Input records |
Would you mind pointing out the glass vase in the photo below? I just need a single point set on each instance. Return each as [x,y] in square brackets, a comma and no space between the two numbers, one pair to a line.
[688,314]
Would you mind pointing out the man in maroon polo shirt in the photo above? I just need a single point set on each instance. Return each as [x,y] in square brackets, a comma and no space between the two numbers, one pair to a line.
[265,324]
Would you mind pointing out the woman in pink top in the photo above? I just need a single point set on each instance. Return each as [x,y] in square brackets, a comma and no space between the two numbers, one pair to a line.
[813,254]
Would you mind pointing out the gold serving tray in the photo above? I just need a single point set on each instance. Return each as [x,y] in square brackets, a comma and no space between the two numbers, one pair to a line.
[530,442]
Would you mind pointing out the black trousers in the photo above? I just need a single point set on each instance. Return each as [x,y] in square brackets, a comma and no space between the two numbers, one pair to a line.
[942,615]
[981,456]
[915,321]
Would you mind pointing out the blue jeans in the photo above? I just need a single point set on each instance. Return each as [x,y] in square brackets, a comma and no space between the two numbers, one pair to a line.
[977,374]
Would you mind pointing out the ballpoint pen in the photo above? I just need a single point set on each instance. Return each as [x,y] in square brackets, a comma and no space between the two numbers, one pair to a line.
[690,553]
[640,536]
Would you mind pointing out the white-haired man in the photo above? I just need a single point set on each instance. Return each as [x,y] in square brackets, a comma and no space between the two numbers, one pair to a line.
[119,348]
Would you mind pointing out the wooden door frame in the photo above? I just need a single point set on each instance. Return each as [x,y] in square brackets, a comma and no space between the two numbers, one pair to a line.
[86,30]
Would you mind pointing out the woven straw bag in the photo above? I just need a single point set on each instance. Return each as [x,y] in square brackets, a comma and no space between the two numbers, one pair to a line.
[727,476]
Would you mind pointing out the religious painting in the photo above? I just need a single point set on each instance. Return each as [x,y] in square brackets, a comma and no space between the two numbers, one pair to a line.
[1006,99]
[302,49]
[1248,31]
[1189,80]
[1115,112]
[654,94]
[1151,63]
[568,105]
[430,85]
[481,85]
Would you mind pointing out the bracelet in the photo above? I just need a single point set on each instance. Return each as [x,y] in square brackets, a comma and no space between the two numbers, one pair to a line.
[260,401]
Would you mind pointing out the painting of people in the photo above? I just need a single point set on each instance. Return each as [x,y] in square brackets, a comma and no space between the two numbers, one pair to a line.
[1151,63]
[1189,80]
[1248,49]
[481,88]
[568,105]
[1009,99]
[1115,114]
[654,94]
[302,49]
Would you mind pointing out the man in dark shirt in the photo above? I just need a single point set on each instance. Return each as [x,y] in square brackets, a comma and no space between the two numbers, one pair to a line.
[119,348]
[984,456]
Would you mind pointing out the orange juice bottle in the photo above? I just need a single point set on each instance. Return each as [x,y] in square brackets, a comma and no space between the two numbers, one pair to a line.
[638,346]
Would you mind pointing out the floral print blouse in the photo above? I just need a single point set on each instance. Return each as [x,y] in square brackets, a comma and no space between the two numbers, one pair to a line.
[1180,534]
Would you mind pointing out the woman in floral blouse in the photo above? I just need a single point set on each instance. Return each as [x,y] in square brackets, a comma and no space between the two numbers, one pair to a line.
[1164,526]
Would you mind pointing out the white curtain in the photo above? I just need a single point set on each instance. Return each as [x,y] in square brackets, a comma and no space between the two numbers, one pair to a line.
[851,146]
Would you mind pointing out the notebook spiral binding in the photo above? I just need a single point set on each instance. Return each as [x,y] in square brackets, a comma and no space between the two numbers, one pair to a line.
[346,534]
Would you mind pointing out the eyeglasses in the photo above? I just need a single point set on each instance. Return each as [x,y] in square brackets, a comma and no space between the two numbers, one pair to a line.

Task | Nothing in the data may differ; print all of it exactly as written.

Exercise solution |
Would you mind pointing out the glass vase in the photo below? I just need a single point set on each instance. Return each as [x,y] in square brackets, a comma and no space between the two numbers, one pair to a line.
[688,314]
Would you mind pointing out the man in maroon polo shirt in the photo above? I just need a single point set on each instance. Return each as [x,y] in square brackets, a comma and no space between the two numbers, one pair to a line.
[265,324]
Would you mind pointing out the woman in pink top in the photo above? I just need a single point set on each instance. Return each as [x,y] in square brackets, a comma and no space between the two numbers, one pair to a line.
[813,254]
Would you mind pointing out the gold serving tray in the photo above? I just need a single point set on each instance. Return each as [x,y] in square brackets, a comma and no space between the two numbers, one pair to a line.
[530,442]
Would you mind pointing out the black trousers in the photo above? I just need a single point set on each instance. Return each as [x,y] in square brackets, a comma and no space between the two numbers, one pair to a line.
[942,615]
[981,456]
[915,321]
Would you mind pointing out the blue jeans in the photo above? I just need a single point set on each instance. Return each as [x,y] in square brackets, a comma and no space between the two numbers, one pair to a line.
[977,374]
Would you mind pointing out the ballpoint pen in the photo above? I just need a single point set on each instance. Return each as [x,y] in square brackets, a comma and no space between the two numbers, one pair to a line.
[690,553]
[640,536]
Would you mind pointing out the white-haired man in the photo above? I just need a single point set on each instance. Return each as [x,y] in square brackets, a comma and no space between the two numbers, one pair to a line.
[119,348]
Would you mind pointing out the wooden door frame in the photo above? I just need a single point set on each instance. Return each as [x,y] in square brackets, a comma and no space between the two numbers, one pair to a line.
[86,30]
Would you mind pointing out the woven straw bag in the photo above? I just need a single point set on each instance. Return each as [x,y] in square brackets, a comma and no space between the two numbers, one pair to a line.
[727,476]
Would you mind pointing out the religious painting in the photo above? I just need a single point set on each instance. Return each as [x,y] in square brackets, a comma and no space between the two numbers, one pair to a line.
[1006,99]
[302,49]
[1248,31]
[1189,80]
[1115,112]
[654,94]
[1151,63]
[568,105]
[430,85]
[481,85]
Would you mind pointing out the bracelet in the photo above? I just need a single point set on each instance. Return each as [x,y] in square brackets, a comma and no space between the two numbers, one pair to a line.
[260,401]
Would you mind pointing out the painting of people in the photo above? I just need a single point set on each instance. Return each as [x,y] in square brackets, a comma and no space between the two numbers, one pair to a line.
[1151,63]
[1189,80]
[1248,49]
[481,88]
[568,105]
[1009,99]
[1115,114]
[654,94]
[302,49]
Would you mind pointing out the man in dark shirt in the photo above? I just need a single point set on each instance. Return each as [x,y] in square brackets, a comma and no space between the two numbers, one pair to a line.
[119,348]
[984,456]
Would you mind pointing out the orange juice bottle in the photo above? I just need a single point set on each instance. Return each as [x,y] in square brackets, a comma and no space between the two numbers, one pair to a line.
[638,346]
Would you mind pointing out the floral print blouse in the photo above? I just need a single point set on each instance. Return each as [x,y] in square brackets, a comma and no space between the two numbers, one pair to a line.
[1180,534]
Would you mind pointing out the woman in floral blouse in the photo above? I just need a single point set on each instance. Return each as [x,y] in square brackets, a comma and no space between the two numbers, one pair to a line.
[1164,526]
Would you mind pointing out the white curtain in the photo above? I just need a single point set on each instance. Return each as [x,y] in square brackets, a comma and no space between the two numbers, one pair to a line.
[851,146]
Would you mind pointing out the notebook spiral binding in the photo above? I just need a single point set on each instance. Return each as [x,y] in square brackets, a comma and no space between the two numbers, one pair to a line.
[346,534]
Would you mind pointing out the eyeglasses in the photo above? I just need a single point set on each instance. Return each as [x,y] in square brackets, a comma and no space between the two numbers, one pair to a line.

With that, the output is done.